- [Your task] Could you retype each of the rows below exactly as they appear, leaving out the pictures?
********
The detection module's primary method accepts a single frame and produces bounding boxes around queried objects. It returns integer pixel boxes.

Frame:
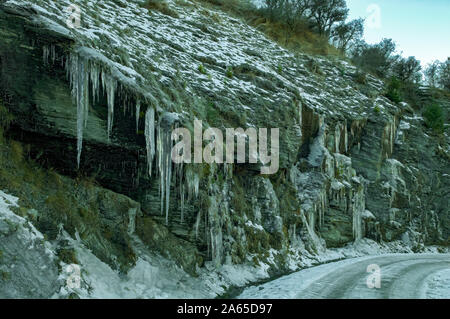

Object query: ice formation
[157,113,178,224]
[147,107,155,176]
********
- [The response]
The detection module's primary method accepts a single frame and produces bounding boxes around queried objects. It returns integer pixel boxes.

Frame:

Object query: ice formation
[157,113,178,224]
[147,107,155,176]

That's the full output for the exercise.